# [INSTRUCTIONS]
[A] Answer these questions from the news article on the Kohberger traffic stops:
(i) At approximately what time on Dec. 15 did the Hancock County Sheriff's deputy pull over the Hyundai?
(ii) What was the reason given for that stop?
(iii) Where did the occupants tell the deputy they were coming from?
[B] Which lines in the entries contain the word "fence"? Collect each of them.

# [SOURCE TEXT]
######
According to his extradition lawyer, Bryan Kohberger believes he will be exonerated. Moscow police believe they have the right man in custody.

HANCOCK COUNTY, Ind. — 13News learned Bryan Kohberger, the suspect in the killings of four college students in Idaho, was stopped twice in Indiana just minutes apart.

On Thursday, the FBI released a statement refuting a media report that claimed it directed Indiana police to pull over Kohberger: 

Contrary to reports, the December 15th traffic stops conducted on the vehicle being driven by Bryan Kohberger in Indiana were not requested or directed by the FBI.

At approximately 10:41 a.m. on Dec. 15, a Hancock County Sheriff's deputy pulled over Kohberger's Hyundai just east of the rest park near the 107-mile marker for following too closely. 

Bryan Kohberger was driving and the sheriff's department said the deputy released him with a verbal warning. The department previously said they would not release the body-worn camera video because "the video is part of the active criminal investigation in Idaho."

13News obtained bodycam video of the stop Wednesday. In the video, Kohberger is in the driver's seat and a man believed to be his father is in the front passenger's seat when the deputy pulls them over for following too closely. They tell the deputy they're coming from Washington State University.

They say they've been driving for almost a day, then discuss a SWAT situation that occurred near the college campus. In that incident, police shot and killed a suspect who had threatened to kill his roommates in an apartment. Later, Kohberger tells the deputy he works at Washington State University.
######
Dataset excerpt:
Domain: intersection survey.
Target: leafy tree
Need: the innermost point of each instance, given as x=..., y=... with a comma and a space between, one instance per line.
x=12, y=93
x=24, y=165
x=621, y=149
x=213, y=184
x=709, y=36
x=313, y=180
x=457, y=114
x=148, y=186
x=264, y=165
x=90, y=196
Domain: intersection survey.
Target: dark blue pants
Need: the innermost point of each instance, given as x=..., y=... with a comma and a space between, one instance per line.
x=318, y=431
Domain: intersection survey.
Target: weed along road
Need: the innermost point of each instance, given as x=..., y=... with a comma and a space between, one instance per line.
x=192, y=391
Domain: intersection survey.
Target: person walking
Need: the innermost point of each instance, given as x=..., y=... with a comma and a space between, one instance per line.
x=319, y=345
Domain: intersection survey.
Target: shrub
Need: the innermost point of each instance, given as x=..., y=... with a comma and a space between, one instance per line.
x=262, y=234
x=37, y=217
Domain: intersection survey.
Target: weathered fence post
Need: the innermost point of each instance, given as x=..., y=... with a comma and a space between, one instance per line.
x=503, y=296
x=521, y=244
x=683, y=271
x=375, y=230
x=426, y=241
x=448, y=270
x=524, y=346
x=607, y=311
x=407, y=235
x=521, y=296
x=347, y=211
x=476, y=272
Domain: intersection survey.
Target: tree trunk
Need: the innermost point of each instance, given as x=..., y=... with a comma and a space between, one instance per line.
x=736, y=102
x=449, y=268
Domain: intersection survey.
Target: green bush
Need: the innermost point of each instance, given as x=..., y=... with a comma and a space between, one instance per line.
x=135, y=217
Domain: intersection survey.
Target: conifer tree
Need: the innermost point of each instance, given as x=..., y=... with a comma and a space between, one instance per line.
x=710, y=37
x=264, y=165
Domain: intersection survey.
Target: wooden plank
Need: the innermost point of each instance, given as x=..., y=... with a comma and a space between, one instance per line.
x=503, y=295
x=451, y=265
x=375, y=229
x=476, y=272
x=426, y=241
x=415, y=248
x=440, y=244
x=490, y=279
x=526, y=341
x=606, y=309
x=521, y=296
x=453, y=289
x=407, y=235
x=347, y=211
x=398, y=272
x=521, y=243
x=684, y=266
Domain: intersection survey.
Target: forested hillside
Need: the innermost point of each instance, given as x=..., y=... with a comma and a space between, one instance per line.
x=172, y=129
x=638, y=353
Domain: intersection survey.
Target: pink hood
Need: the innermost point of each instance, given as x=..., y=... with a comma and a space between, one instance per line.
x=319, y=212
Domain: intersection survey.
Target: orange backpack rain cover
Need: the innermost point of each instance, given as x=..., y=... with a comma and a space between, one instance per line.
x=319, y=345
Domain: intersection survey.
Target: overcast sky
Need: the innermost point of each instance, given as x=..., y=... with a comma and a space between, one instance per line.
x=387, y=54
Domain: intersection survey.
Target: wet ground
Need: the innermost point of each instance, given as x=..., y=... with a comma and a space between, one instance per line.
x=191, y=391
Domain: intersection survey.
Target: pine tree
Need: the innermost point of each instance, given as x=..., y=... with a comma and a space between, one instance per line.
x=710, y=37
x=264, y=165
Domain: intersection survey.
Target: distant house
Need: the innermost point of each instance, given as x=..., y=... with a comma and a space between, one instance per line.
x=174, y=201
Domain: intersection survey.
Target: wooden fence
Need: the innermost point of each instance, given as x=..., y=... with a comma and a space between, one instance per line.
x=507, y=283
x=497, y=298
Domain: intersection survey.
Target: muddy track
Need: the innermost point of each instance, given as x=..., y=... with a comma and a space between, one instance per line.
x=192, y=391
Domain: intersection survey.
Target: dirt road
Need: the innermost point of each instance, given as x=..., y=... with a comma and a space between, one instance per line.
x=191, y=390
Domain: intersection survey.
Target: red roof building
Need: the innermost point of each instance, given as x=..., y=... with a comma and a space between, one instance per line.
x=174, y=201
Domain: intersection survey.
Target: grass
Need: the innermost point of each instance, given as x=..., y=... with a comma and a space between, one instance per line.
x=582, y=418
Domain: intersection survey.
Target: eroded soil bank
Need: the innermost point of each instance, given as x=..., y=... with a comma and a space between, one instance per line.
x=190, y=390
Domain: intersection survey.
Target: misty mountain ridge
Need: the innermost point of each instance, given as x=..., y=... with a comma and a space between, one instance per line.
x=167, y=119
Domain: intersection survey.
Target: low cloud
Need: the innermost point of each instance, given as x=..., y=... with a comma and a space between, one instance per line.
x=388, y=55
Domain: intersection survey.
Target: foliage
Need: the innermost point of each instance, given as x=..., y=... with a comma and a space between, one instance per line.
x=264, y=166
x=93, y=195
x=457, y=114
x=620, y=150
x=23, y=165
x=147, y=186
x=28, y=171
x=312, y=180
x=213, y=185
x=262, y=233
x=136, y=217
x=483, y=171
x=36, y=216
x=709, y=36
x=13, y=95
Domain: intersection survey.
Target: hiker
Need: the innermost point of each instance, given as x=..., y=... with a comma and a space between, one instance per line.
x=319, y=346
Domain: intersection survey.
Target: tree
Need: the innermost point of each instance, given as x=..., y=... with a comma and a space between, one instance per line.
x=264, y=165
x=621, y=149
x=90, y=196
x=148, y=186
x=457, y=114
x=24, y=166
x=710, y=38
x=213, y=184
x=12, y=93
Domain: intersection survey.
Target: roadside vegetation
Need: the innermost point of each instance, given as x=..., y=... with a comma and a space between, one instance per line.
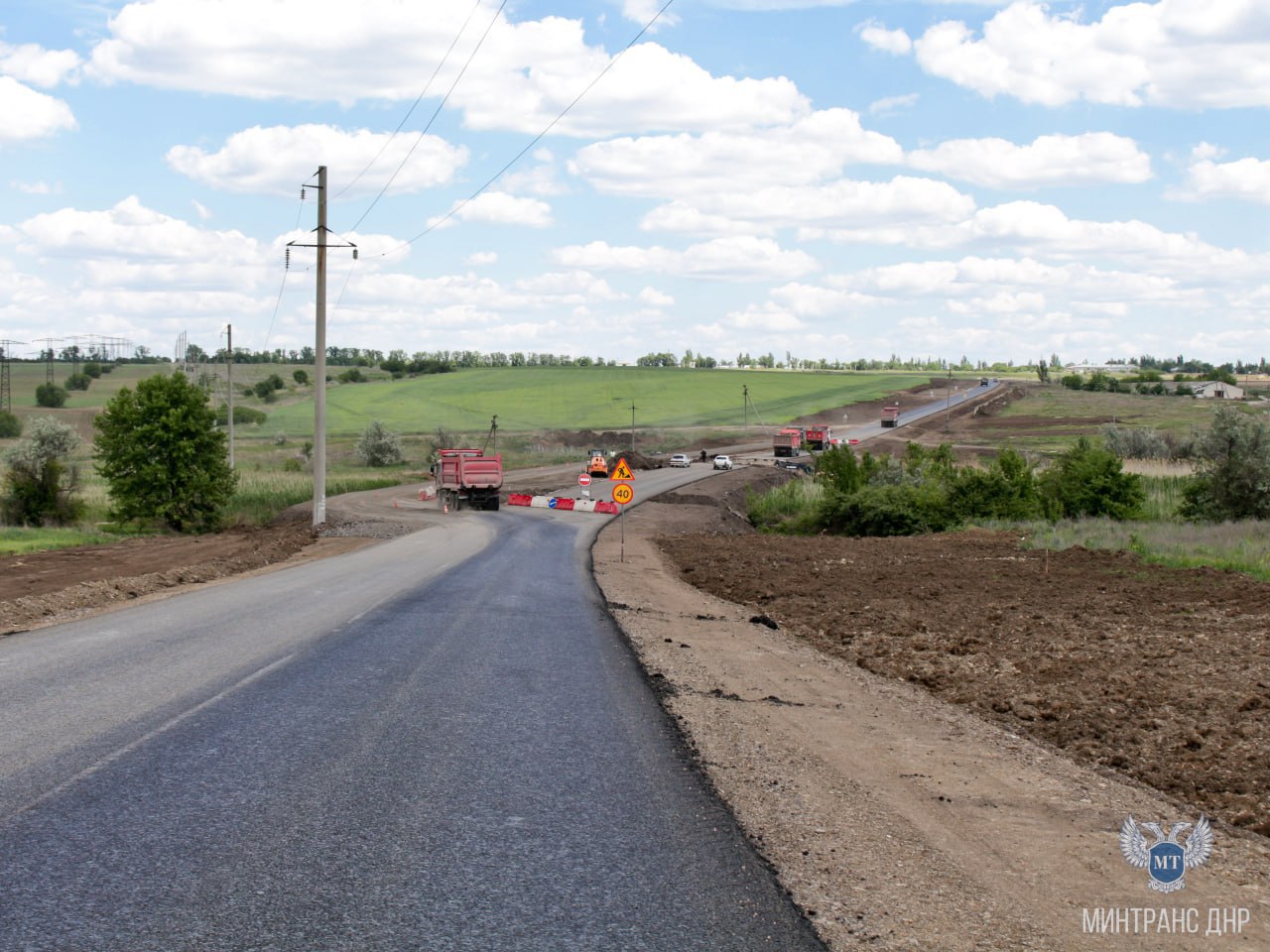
######
# [SOLUTIONS FOR EACH TASK]
[A]
(i) At approximately 10:41 a.m.
(ii) Following too closely.
(iii) Washington State University.

[B]
Target: weathered fence post
Target: wooden fence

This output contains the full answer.